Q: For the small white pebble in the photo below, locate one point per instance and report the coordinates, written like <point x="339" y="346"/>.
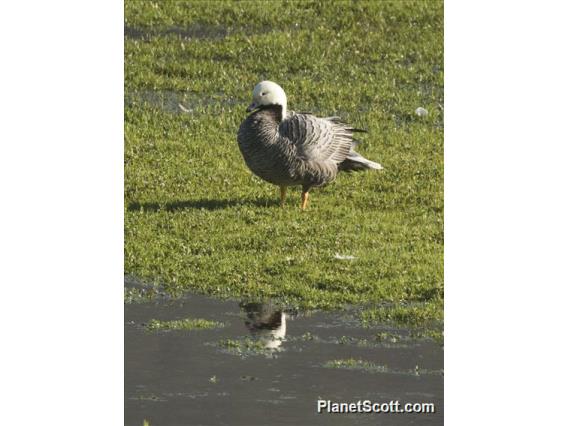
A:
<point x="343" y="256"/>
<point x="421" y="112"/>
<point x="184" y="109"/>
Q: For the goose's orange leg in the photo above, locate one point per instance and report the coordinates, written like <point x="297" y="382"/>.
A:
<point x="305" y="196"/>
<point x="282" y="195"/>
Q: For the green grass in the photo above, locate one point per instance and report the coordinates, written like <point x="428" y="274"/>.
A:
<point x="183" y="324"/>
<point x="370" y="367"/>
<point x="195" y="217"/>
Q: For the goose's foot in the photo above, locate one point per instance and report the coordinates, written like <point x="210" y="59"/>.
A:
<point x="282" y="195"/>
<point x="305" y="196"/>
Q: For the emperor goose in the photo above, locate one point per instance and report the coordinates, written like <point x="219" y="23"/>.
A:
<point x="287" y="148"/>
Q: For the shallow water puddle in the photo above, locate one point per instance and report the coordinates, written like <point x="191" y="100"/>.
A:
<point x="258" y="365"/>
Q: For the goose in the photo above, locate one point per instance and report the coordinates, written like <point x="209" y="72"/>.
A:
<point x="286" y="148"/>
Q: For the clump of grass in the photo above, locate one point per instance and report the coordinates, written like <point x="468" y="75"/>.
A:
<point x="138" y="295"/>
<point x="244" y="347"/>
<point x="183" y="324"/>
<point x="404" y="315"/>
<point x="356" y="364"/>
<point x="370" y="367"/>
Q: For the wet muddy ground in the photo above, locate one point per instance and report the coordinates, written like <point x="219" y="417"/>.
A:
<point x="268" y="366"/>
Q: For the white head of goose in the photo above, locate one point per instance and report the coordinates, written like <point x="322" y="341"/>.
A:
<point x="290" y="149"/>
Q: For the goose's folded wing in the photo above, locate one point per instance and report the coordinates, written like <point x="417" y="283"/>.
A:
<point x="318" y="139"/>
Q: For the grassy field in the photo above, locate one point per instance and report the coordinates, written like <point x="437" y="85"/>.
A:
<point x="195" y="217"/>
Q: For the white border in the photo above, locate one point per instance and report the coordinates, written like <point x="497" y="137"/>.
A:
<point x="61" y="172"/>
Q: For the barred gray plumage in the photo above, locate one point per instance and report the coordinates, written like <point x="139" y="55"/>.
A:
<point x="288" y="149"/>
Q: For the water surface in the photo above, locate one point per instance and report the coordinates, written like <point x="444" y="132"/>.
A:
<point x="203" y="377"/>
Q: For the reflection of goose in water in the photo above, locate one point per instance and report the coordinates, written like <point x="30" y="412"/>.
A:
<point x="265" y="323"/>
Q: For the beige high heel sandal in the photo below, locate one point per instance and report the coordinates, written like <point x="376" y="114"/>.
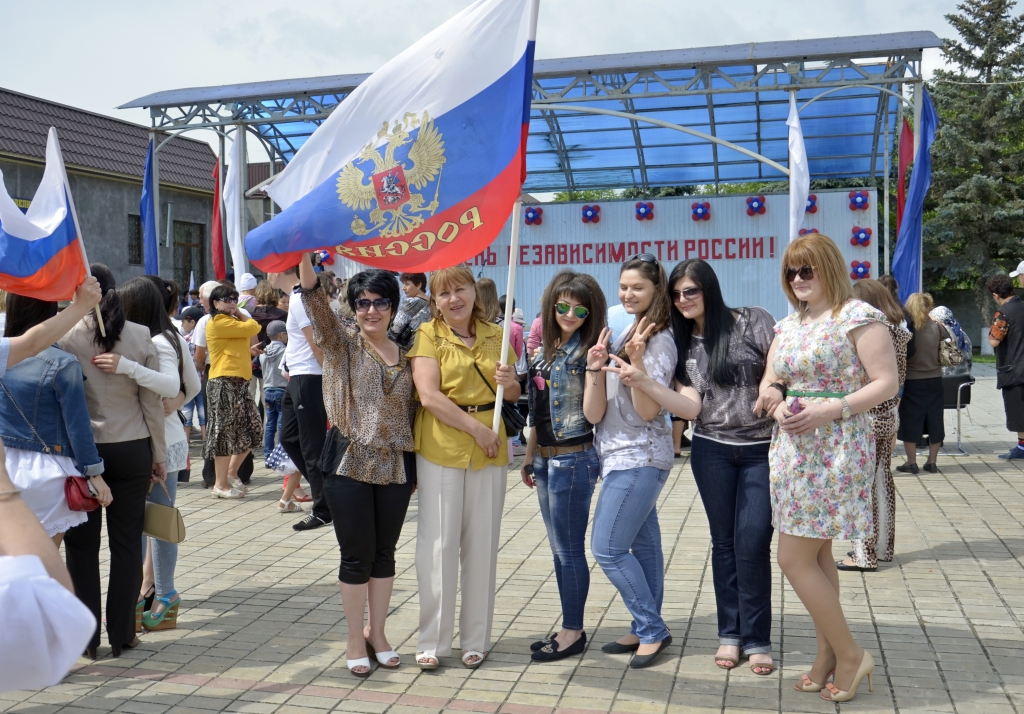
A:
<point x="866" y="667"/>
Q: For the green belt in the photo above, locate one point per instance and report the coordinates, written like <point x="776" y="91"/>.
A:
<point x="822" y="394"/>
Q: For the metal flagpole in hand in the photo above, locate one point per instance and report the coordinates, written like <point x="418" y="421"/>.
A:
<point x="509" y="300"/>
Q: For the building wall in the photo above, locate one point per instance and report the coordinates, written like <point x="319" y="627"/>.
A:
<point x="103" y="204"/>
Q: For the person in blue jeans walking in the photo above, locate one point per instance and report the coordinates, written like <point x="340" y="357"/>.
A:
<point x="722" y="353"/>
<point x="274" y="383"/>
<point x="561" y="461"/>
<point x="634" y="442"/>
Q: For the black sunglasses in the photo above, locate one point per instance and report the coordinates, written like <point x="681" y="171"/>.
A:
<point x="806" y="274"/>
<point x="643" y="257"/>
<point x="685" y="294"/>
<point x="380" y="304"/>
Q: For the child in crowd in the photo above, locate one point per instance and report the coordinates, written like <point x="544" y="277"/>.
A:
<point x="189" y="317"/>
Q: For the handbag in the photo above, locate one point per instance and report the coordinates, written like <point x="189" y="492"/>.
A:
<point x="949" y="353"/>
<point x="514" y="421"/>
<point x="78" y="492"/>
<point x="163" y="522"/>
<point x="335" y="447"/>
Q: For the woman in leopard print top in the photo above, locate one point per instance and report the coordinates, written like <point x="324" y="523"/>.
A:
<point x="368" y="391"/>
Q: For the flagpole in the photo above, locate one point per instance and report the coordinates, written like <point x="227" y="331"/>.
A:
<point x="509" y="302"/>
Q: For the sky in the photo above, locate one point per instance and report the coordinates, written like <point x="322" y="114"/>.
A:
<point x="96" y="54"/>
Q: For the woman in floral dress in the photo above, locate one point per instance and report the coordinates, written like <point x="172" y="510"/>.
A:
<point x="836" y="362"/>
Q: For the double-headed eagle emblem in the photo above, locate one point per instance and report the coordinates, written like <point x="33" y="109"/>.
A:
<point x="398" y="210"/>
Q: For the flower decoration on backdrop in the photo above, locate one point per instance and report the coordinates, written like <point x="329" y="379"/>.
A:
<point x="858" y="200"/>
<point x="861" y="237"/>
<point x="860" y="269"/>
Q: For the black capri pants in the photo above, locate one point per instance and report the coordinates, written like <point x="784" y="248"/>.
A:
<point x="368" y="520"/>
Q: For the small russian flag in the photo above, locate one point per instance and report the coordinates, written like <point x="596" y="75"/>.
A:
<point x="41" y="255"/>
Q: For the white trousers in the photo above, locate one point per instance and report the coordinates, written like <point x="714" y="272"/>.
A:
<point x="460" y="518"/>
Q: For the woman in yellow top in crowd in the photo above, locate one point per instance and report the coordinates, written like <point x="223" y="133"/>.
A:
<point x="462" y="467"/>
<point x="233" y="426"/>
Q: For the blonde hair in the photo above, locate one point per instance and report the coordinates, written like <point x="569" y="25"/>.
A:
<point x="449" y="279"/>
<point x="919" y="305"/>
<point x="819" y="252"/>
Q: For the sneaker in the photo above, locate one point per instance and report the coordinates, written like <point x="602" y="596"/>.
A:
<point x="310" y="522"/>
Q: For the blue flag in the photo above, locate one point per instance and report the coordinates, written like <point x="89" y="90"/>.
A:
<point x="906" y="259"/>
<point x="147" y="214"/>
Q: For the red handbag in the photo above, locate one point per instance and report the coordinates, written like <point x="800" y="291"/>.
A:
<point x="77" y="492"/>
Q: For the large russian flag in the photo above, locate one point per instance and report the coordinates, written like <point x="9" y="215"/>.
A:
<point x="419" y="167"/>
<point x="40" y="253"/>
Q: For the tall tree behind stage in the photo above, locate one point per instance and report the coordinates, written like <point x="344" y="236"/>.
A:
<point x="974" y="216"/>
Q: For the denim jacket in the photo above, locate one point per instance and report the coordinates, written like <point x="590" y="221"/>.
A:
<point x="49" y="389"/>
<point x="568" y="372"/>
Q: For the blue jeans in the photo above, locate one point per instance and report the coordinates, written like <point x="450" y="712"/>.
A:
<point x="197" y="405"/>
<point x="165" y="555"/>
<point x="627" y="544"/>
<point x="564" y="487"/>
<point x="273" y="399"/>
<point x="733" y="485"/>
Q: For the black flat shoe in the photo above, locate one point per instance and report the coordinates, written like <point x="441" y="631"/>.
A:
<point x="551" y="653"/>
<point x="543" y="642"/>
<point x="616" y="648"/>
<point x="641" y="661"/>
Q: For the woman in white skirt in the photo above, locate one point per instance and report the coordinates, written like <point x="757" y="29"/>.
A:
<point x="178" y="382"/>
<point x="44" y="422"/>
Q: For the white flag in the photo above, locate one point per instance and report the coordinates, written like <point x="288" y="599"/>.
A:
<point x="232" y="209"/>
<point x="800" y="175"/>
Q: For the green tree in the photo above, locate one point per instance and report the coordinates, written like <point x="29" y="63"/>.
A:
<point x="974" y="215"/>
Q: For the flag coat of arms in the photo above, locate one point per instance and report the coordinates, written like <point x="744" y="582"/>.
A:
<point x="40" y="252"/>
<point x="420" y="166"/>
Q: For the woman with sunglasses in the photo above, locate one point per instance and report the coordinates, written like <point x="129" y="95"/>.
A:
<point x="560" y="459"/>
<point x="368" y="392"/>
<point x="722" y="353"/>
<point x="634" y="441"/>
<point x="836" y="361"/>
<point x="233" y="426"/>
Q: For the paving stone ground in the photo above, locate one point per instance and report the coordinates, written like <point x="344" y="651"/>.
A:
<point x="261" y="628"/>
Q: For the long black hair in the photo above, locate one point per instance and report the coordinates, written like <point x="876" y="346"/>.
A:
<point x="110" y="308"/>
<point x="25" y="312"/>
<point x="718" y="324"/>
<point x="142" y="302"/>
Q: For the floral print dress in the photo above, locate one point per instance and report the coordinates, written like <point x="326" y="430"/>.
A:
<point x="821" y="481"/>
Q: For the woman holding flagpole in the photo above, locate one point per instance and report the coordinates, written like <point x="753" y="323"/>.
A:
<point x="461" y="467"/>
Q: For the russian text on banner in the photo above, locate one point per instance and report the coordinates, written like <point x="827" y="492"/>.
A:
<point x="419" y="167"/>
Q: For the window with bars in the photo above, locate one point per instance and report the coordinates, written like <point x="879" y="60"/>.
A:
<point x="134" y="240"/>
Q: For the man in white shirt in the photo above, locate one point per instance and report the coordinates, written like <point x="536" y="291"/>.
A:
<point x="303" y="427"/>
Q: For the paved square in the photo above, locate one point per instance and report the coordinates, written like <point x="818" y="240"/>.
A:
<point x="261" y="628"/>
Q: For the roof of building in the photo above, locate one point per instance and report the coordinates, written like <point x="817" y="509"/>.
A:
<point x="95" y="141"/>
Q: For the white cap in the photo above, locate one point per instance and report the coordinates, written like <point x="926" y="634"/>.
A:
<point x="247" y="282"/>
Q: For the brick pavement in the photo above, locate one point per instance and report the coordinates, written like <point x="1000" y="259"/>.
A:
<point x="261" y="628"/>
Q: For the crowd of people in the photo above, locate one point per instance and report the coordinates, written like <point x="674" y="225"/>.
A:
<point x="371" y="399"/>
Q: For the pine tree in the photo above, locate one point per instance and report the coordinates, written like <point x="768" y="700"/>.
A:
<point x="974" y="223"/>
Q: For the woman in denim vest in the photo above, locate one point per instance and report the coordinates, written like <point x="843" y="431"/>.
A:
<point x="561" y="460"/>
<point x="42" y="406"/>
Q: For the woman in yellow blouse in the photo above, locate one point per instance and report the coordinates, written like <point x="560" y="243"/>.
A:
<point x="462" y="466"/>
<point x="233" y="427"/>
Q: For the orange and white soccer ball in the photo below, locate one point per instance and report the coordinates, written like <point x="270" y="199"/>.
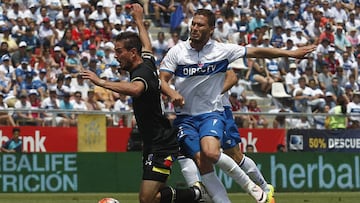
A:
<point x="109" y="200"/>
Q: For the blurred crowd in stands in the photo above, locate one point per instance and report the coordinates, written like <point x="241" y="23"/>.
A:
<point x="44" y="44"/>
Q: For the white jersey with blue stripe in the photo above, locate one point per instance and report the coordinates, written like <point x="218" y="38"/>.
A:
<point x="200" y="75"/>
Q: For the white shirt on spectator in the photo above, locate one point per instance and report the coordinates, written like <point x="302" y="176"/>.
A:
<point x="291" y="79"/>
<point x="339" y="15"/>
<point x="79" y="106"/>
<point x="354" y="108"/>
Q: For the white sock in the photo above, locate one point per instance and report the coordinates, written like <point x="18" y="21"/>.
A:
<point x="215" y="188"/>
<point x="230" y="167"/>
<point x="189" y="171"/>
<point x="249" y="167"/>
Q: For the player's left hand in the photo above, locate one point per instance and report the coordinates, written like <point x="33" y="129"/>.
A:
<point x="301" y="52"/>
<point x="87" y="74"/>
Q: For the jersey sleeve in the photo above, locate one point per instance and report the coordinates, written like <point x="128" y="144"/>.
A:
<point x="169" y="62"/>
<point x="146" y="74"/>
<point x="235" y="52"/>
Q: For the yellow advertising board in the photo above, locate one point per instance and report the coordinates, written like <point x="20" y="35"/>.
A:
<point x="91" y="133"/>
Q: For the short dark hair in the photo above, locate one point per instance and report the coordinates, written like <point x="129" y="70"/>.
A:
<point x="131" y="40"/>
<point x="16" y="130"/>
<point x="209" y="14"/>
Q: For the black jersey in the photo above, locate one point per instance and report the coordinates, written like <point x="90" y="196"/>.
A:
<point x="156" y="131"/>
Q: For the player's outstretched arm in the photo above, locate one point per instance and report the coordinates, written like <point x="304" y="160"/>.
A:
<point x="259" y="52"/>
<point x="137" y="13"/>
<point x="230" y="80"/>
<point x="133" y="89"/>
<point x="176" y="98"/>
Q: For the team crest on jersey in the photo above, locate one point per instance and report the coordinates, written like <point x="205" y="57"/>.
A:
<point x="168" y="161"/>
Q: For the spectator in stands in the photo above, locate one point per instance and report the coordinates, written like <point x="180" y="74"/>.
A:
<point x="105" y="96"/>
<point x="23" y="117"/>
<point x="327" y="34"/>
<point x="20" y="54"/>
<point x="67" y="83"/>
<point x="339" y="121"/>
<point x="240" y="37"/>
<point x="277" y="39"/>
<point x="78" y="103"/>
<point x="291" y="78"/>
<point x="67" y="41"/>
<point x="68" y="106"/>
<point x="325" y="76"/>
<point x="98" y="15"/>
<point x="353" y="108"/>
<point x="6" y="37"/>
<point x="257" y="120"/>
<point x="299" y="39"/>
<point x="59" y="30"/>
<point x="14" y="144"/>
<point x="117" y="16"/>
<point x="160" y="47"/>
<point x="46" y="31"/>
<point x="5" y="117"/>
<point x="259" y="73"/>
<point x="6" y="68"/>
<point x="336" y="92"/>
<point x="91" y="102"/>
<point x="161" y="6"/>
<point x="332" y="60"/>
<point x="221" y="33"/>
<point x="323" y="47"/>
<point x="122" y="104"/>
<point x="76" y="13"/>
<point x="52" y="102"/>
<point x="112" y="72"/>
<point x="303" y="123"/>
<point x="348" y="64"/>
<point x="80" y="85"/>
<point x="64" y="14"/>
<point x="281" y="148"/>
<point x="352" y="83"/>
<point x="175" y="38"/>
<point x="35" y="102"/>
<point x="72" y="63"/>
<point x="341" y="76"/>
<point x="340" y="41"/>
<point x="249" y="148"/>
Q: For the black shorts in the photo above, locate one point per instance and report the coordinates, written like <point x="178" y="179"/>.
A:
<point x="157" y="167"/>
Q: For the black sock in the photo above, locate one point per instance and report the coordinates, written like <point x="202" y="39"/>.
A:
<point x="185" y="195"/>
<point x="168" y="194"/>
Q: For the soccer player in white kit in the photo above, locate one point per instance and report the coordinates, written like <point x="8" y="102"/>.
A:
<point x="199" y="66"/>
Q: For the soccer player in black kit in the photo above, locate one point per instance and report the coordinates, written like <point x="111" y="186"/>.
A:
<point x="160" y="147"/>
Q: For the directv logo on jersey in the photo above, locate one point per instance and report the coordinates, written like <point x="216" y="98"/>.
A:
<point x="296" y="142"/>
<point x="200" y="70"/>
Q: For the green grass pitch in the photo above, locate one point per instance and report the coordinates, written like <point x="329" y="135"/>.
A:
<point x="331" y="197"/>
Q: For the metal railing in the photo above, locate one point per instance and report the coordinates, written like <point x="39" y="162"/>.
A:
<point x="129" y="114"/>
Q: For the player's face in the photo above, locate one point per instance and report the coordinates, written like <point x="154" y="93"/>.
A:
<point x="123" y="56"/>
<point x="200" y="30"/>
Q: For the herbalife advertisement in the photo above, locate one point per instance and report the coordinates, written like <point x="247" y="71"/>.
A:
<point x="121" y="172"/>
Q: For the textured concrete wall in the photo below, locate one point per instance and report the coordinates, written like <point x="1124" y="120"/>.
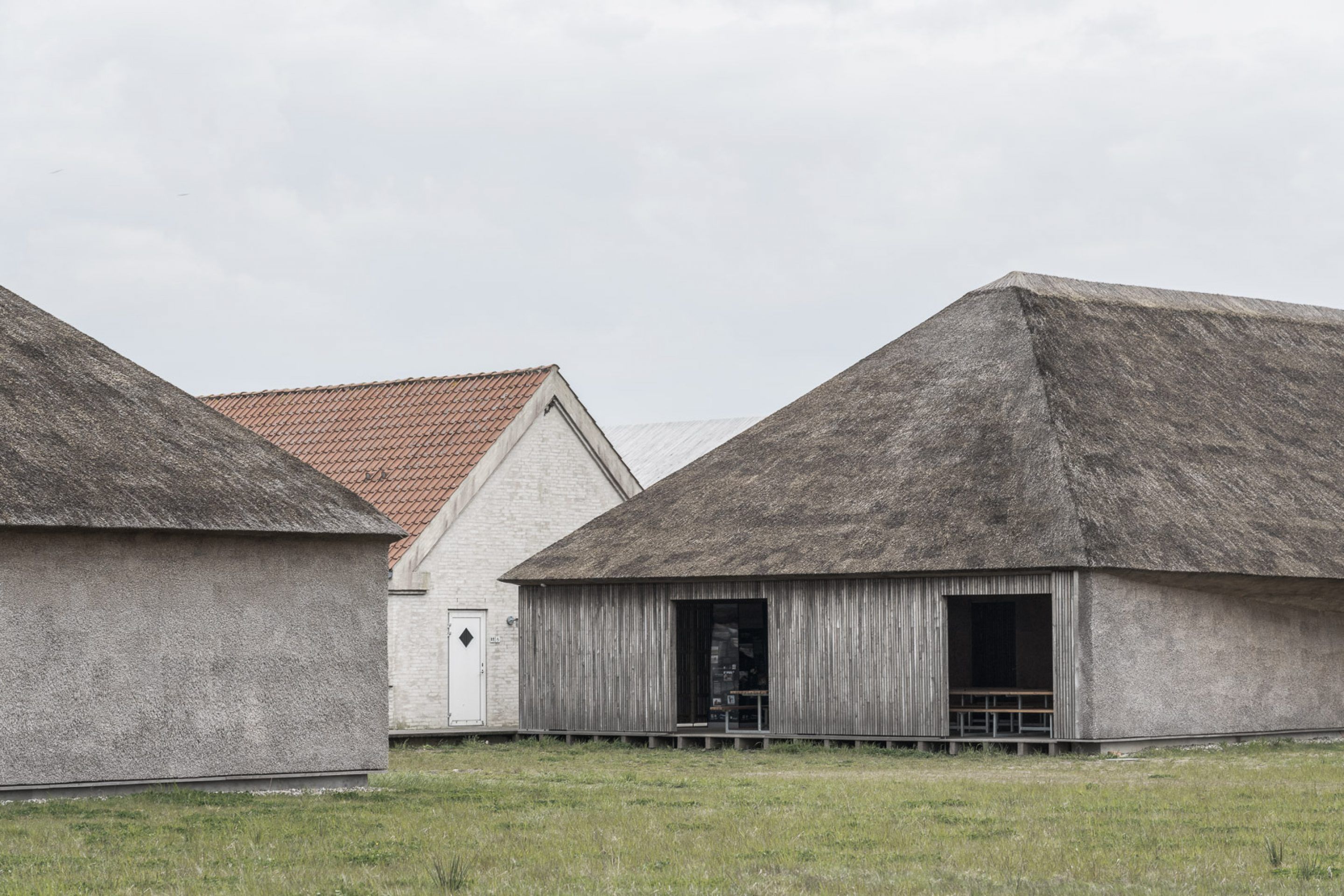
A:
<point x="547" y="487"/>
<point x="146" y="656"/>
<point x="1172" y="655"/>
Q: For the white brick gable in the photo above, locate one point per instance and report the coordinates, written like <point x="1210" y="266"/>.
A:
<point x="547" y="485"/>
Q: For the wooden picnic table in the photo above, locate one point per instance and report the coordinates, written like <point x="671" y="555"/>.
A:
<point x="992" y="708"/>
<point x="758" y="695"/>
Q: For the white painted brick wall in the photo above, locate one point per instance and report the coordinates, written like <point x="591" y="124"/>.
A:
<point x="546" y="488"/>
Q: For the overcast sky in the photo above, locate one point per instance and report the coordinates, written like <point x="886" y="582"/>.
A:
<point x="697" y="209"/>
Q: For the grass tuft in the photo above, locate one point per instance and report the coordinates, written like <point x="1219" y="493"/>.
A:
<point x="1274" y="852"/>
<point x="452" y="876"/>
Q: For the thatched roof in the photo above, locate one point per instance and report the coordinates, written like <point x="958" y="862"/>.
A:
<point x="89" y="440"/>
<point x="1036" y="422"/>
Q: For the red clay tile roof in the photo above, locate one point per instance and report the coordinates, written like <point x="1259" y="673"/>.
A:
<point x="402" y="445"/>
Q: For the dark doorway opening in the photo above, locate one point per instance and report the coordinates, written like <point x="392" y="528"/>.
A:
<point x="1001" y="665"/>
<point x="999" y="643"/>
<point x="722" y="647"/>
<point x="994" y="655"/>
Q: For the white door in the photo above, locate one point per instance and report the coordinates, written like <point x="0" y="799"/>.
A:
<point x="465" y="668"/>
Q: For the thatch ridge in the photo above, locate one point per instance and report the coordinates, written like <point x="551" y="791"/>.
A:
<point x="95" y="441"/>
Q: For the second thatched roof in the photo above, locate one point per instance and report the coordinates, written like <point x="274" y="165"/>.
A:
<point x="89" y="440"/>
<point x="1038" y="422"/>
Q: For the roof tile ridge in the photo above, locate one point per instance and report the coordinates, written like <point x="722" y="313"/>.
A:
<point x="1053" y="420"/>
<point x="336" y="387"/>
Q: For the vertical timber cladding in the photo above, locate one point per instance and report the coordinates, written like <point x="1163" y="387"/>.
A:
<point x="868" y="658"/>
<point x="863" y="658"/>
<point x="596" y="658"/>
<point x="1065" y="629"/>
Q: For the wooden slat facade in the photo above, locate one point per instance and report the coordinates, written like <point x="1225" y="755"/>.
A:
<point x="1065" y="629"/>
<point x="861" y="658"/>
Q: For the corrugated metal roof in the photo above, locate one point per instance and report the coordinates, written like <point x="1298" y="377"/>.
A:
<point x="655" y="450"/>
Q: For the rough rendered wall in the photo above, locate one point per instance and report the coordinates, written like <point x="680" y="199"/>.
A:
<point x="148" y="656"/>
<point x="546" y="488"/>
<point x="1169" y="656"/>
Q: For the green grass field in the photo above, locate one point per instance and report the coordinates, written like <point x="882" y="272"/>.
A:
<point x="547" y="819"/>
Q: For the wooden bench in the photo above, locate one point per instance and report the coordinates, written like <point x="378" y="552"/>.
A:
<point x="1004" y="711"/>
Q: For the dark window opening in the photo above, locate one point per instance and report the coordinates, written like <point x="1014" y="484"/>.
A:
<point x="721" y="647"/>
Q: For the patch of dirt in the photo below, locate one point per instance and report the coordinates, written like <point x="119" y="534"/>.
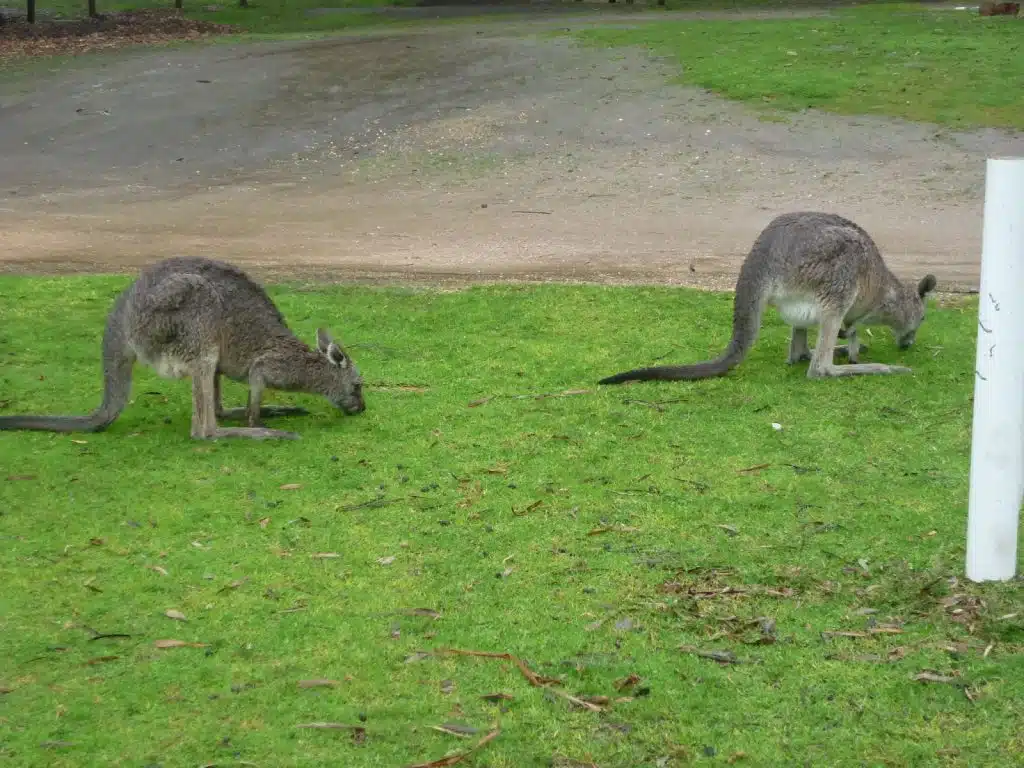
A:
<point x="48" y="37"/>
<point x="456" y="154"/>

• [Goal] Copy nothing outside the span: please output the lines from the one with "Q: For the green grass field" through the end of the entries above, and skip the pictures.

• [Correct response]
Q: For the green grass field in the photo above, locate one point per instance and report the coordinates, written like <point x="882" y="272"/>.
A:
<point x="547" y="819"/>
Q: For the wooden bench in the photo above, locate one point per instance and report the coordinates, written like <point x="378" y="552"/>.
A:
<point x="1004" y="711"/>
Q: For the dark window opening in the photo above, locate one point per instance and report the coordinates, written like <point x="1014" y="484"/>.
A:
<point x="721" y="647"/>
Q: For the patch of dirt in the photo below, locate one point per instance and report the coordinates, written like <point x="119" y="534"/>.
A:
<point x="48" y="37"/>
<point x="456" y="154"/>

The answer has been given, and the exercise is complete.